**수행 과제**
아래 목록에서 "person"라는 단어가 포함된 줄을 세어 그 개수만 숫자로 적으십시오.
* * * * * * * * *
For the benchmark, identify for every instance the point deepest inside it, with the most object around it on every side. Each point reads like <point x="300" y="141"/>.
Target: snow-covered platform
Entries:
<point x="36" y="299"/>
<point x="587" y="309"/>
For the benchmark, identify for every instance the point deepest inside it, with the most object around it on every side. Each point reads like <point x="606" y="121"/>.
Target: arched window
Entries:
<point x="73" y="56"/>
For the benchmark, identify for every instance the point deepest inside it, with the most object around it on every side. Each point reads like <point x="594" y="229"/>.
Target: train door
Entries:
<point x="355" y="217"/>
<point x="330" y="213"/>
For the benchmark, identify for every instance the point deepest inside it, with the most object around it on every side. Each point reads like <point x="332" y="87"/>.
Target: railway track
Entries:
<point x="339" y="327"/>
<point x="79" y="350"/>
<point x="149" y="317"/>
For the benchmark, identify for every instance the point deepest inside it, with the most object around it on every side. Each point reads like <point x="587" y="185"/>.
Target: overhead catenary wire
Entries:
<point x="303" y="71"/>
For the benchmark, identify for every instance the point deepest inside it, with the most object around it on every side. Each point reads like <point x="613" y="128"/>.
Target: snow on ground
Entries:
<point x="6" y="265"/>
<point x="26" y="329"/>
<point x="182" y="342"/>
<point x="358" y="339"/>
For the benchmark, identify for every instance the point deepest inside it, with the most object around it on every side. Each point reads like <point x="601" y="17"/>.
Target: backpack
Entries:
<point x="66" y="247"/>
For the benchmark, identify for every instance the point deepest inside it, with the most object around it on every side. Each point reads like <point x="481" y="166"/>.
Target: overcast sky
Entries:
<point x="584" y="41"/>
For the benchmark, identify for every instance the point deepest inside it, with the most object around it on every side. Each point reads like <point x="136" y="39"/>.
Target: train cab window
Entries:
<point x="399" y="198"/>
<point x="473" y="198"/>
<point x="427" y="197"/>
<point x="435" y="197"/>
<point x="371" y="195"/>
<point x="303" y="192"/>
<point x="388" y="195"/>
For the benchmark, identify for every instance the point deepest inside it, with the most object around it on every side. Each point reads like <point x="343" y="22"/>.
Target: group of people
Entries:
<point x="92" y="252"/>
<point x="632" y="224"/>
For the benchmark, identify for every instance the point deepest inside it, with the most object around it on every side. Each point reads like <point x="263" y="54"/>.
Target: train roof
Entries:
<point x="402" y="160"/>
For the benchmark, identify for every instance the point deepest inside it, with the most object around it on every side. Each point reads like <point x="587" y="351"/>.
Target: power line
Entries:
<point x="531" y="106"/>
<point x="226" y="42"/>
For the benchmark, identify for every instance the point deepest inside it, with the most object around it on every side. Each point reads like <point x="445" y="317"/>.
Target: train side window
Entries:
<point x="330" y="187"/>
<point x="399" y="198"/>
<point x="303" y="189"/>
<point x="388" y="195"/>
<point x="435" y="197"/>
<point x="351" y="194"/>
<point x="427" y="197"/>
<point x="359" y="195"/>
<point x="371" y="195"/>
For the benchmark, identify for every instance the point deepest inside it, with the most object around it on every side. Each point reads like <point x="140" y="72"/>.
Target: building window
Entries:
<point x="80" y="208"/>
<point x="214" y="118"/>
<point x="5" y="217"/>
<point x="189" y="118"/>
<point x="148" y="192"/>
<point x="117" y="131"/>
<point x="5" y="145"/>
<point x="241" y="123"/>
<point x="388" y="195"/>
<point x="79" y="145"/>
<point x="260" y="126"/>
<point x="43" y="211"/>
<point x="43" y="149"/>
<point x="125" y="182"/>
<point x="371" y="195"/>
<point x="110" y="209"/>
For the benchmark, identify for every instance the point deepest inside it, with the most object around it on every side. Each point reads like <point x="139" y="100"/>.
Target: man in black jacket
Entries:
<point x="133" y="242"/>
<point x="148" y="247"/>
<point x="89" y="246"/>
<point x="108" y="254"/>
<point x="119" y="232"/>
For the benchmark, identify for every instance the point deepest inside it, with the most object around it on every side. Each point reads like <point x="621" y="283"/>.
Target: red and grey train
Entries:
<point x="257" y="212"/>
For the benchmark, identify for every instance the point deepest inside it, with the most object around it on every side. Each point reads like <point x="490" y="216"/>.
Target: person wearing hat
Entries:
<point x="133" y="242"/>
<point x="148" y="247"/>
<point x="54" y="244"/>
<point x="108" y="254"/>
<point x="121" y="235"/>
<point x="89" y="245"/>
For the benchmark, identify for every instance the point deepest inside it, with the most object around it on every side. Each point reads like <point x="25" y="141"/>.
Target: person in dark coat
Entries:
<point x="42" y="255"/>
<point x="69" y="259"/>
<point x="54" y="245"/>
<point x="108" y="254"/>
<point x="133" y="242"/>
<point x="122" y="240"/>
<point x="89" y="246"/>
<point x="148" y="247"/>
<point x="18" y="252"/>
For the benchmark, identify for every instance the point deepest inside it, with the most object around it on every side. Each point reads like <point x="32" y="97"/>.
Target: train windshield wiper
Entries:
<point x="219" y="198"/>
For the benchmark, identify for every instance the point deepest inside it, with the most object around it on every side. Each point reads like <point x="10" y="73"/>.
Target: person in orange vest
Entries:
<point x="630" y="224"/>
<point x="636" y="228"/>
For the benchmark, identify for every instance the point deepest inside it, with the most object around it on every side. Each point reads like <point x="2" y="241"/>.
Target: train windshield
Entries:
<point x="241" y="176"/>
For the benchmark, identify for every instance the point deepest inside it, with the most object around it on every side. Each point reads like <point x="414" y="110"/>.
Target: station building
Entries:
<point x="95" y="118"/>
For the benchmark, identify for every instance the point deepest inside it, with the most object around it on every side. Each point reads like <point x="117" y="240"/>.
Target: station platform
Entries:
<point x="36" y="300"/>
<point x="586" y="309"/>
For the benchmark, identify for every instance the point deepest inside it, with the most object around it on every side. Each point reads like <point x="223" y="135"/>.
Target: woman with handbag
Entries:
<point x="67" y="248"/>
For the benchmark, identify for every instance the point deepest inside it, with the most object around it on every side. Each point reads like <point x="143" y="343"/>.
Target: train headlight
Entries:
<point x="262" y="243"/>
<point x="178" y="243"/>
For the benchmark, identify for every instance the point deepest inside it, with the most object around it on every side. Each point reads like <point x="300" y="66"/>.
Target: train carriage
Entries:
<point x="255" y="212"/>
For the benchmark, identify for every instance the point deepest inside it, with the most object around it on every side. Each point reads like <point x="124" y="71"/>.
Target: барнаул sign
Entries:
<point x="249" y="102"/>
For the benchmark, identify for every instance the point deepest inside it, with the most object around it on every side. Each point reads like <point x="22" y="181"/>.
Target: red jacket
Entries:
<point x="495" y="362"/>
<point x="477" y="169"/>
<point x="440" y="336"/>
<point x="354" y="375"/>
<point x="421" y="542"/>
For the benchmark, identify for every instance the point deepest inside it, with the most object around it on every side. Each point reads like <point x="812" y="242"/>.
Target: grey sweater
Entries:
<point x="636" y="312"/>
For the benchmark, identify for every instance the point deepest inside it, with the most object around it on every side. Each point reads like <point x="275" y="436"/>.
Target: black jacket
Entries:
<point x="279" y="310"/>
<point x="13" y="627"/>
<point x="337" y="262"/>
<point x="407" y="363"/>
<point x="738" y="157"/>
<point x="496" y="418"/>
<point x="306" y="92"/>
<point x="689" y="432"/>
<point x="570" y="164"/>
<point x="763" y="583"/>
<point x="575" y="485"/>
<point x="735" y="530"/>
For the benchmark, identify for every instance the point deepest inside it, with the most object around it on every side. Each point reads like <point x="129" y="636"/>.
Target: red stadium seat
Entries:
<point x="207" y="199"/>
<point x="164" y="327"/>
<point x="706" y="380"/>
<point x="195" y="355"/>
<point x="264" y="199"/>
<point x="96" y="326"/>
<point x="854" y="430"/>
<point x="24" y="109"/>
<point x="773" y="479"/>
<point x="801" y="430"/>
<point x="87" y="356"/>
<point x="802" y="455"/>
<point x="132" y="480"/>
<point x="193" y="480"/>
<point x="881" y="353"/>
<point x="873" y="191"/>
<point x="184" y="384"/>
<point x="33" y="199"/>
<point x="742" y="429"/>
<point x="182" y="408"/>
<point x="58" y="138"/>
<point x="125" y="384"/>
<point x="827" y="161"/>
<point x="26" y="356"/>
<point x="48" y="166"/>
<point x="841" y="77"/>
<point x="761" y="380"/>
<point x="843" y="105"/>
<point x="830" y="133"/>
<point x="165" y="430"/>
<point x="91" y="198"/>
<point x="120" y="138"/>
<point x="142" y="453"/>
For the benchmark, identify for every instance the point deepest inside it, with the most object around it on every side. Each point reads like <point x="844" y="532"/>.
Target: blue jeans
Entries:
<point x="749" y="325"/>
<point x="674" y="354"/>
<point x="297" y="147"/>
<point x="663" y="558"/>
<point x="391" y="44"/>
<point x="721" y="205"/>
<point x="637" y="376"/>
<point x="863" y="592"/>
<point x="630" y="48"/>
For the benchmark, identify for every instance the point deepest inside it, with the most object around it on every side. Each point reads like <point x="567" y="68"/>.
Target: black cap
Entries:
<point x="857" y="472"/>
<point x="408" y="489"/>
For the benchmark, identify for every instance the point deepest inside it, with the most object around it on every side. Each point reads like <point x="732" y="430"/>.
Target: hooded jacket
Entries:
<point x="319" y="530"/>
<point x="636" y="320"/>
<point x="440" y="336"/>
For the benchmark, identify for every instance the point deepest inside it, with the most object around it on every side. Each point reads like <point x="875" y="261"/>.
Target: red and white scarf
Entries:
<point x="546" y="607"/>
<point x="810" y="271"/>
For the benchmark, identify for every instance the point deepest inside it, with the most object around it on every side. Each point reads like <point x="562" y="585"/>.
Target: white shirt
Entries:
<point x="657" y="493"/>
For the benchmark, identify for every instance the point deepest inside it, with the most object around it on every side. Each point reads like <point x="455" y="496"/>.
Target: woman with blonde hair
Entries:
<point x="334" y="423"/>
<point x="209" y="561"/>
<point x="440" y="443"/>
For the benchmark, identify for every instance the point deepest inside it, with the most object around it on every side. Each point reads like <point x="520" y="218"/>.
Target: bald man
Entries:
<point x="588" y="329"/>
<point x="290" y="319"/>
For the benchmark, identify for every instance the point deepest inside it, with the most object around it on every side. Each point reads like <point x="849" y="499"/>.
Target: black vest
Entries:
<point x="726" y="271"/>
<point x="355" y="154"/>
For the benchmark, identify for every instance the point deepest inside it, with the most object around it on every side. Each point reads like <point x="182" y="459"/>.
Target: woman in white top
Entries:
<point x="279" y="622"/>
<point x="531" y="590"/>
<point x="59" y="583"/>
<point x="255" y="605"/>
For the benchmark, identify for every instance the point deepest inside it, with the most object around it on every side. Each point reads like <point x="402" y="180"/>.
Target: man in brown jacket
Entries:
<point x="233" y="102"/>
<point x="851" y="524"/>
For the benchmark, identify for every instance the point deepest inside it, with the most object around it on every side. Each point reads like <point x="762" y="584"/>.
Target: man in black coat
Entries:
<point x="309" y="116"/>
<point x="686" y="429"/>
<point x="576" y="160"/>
* * * * * * * * *
**과제 응답**
3